WORK TO COMPLETE: Output each entry in full so that the result matches the data exactly.

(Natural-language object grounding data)
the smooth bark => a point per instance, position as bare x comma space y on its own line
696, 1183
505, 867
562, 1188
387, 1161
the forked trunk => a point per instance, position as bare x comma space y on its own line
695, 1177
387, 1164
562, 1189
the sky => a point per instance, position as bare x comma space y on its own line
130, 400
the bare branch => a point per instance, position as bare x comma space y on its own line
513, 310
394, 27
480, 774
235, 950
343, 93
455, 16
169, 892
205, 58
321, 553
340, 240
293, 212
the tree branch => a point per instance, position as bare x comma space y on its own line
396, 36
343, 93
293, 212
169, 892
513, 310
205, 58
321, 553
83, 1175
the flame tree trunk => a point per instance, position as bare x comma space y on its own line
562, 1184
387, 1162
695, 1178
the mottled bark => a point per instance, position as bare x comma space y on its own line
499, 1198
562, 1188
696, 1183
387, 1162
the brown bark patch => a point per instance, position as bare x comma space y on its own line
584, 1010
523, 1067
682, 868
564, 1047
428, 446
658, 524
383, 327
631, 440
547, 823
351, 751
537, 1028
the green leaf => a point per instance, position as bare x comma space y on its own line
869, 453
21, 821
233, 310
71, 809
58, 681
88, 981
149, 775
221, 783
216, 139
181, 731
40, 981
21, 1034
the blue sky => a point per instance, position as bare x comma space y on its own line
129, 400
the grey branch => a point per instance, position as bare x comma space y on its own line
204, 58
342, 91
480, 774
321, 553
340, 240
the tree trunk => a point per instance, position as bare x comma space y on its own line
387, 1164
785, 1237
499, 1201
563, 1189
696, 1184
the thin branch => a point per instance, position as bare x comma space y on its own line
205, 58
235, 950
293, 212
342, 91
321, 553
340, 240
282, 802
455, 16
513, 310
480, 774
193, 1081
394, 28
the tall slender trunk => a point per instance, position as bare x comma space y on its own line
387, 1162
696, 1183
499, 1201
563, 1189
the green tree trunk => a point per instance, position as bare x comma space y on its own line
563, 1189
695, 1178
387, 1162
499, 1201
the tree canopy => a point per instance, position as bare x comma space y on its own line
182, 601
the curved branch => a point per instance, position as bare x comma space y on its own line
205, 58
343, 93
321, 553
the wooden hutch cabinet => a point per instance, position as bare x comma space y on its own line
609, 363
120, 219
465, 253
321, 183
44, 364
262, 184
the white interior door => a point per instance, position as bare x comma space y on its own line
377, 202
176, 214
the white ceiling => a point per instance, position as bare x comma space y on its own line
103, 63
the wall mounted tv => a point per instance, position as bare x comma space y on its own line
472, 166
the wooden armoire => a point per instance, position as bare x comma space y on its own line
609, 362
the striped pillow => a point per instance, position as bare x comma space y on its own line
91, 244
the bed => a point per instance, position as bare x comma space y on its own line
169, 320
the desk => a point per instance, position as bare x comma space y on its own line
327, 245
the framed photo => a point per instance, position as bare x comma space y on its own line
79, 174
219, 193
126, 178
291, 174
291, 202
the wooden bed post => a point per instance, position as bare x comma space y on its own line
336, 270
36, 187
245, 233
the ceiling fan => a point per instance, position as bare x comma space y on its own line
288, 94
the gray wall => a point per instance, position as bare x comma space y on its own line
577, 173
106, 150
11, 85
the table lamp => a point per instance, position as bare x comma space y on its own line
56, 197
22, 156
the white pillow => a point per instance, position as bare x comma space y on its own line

EXERCISE OUTPUT:
the smooth bark => a point per instance, position as bare x comma space y on its own line
696, 1183
505, 867
562, 1188
387, 1161
the forked trunk => a point per instance, position as bare x comma space y on its own line
695, 1177
387, 1164
562, 1189
the sky => a point per instance, position as bare x comma space y on its own line
130, 400
the bare branch => a point per instance, position as bare x comma space y on its own line
513, 310
394, 27
480, 774
235, 950
343, 93
455, 16
169, 892
205, 58
321, 553
340, 240
293, 212
the tree branch => a point per instance, position as bare x comma space y on its own line
396, 36
343, 93
293, 212
169, 892
513, 310
205, 58
321, 553
83, 1175
the flame tree trunk => a point per instance, position as bare x comma space y on its own line
562, 1184
387, 1162
695, 1178
the mottled bark => a point per instance, position as bare x comma space y on its own line
499, 1198
562, 1188
696, 1183
387, 1162
the brown bark patch => a point per instance, position as bare x comma space y on its own line
584, 1010
523, 1067
682, 868
564, 1047
428, 446
658, 524
383, 327
631, 440
547, 823
351, 751
537, 1028
the green leaf => a point per instance, position as bare x comma space y on its own line
869, 453
21, 821
233, 310
71, 809
58, 681
88, 981
149, 775
221, 783
216, 139
181, 731
40, 981
21, 1034
the blue sky => a point per instance, position as bare x comma space y on its own line
129, 400
the grey branch => a point per instance, position as bare x comma space y on its own line
204, 58
342, 91
480, 774
321, 553
340, 240
the tree trunk => a point per instance, position as bare x comma space y on its own line
387, 1164
785, 1237
499, 1201
563, 1189
696, 1184
the thin branch => a point per instance, position as bare x comma space y on its own line
205, 58
235, 950
293, 212
342, 91
321, 553
340, 240
282, 802
455, 16
513, 310
480, 774
193, 1081
394, 28
the tall slender trunk => a point per instance, position as bare x comma space y on its own line
387, 1162
696, 1183
499, 1201
563, 1189
the green tree trunk => a point per instance, position as bare x comma space y on its own line
563, 1189
695, 1178
387, 1162
499, 1201
the tree canopy => a point per instance, position as bare x comma space y on its own line
182, 601
the curved branch => a point per instance, position as bare x comma space y on its own line
205, 58
343, 93
321, 553
the wooden hutch cabinet => a point per instance, position as bare x comma space y on its own line
609, 363
120, 219
465, 253
321, 183
44, 364
262, 184
the white interior door => a point per instance, position as bare x comma space y on its own line
377, 202
176, 214
the white ceiling => a point per instance, position as bare x comma space y on its own line
103, 63
the wall mounted tv => a point per instance, position as bare x comma space y on its own line
472, 166
the wooden armoire => a point per instance, position as bare x comma space y on its own line
609, 362
the striped pillow => a point per instance, position as bare x comma space y on its own line
91, 244
the bed => a point per instance, position as bare x comma space y on its own line
169, 320
the desk => a point per instance, position as bare x comma space y on its own line
327, 245
the framed photo => a point per instance, position as bare x comma space y on its own line
79, 174
219, 193
126, 178
291, 174
291, 202
the wooden bed post => a point per instance, position as bare x comma space y on its own line
336, 270
36, 187
245, 233
the ceiling fan => a point per instance, position as bare x comma space y on its own line
288, 94
the gray wall => a point per instance, position as bare x comma space y on its own line
577, 173
106, 150
11, 85
the table lamp => a point per instance, position as bare x comma space y on its own line
56, 197
22, 156
the white pillow => a point per instance, position as bare x comma space y on its own line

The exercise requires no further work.